(Material for the task):
════════════════════

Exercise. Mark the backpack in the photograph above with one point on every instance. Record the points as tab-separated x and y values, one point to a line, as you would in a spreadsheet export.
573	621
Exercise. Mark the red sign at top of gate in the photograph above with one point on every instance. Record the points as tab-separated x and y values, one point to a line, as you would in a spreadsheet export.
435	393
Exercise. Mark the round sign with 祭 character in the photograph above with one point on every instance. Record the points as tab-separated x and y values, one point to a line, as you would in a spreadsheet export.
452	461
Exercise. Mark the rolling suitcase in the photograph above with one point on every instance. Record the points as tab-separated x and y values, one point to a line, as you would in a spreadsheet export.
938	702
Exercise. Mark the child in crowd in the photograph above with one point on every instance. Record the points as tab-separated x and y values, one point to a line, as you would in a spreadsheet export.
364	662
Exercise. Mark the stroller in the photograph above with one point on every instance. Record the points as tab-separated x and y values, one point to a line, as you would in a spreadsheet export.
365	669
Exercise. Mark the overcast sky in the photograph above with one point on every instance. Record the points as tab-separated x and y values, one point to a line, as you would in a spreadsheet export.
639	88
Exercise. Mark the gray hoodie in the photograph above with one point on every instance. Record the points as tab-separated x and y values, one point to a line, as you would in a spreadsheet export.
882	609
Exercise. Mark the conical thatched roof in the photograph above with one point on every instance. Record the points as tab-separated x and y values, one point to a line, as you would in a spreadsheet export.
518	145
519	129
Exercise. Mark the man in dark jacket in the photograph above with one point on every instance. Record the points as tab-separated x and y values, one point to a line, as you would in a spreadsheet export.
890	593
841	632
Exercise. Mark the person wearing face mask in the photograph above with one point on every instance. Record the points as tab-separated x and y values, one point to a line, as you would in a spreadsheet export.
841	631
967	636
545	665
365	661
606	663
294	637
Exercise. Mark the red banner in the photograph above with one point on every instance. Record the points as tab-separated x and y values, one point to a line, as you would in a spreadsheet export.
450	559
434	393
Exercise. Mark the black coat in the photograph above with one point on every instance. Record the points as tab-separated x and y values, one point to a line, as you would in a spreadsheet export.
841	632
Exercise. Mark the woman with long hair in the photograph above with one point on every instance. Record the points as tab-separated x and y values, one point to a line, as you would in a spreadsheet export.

════════════════════

(Exercise instructions):
Repeat every record, keeping each word and mark exactly as it is.

(Answer area):
Exercise. Mark the backpack in the photograph above with one point on every instance. Record the points as tab-separated x and y values, one point to a line, as you would in a spreadsheet export.
573	621
Exercise. Mark the red sign at top of gate in the photograph above with one point on every instance. Record the points as tab-separated x and y values, one point to a line, as you would in a spreadsheet export.
435	393
Exercise. Mark the round sign with 祭 character in the photograph above with one point on every instance. Record the points as tab-separated x and y values, one point to a line, as you would in a spreadsheet export.
452	461
Exercise. Mark the rolling suitcase in the photograph above with one point on every instance. Record the points as tab-separated x and y values, one point to a line, as you would in a spreadsheet export.
938	702
Exercise. Mark the child in crowd in the photograph above with one point on every instance. Record the points as tab-separated x and y values, one point to a line, as you would in a spreadsheet export.
364	662
Exercise. Mark the stroller in the photograph above with one point on every instance. Record the points as tab-separated x and y values, one point to a line, as you would in a spreadsheet export.
365	669
Exercise. Mark the overcast sky in the photograph above with one point on every instance. Record the points as tab-separated x and y values, one point to a line, as you would in a spreadsheet export.
639	88
Exercise. Mark the gray hoodie in the photograph above with one point on every instance. Record the points as tab-separated x and y values, one point to a line, as you would in a spreadsheet export.
882	609
Exercise. Mark the conical thatched roof in the photograph above with one point on every instance. Record the points as tab-separated x and y values, one point to a line, as you would in a spreadsheet export.
518	145
519	129
Exercise. Mark the man in dark jacket in the photograph above with one point on every instance. Record the points as tab-separated x and y values, one point to a line, as you would in a spreadsheet export.
890	593
841	632
Exercise. Mark the person wearing face mask in the photograph above with one point on every instance. Record the points as tab-separated x and y values, one point to a line, as you would in a spreadsheet export.
841	631
967	636
545	665
365	661
606	663
294	637
Exercise. Mark the red banner in the photograph above with one point on every instance. Record the points as tab-separated x and y values, one point to a line, as you would in a spreadsheet export.
450	559
434	393
Exercise. Mark the black coat in the photograph above with one point on every instance. Record the points as tab-separated x and y values, one point to a line, as you would in a spreadsheet export.
841	632
Exercise. Mark the woman with long hair in the photograph above with one point on every instance. Record the points as tab-separated x and y values, one point to a line, as you would in a spreadsheet export.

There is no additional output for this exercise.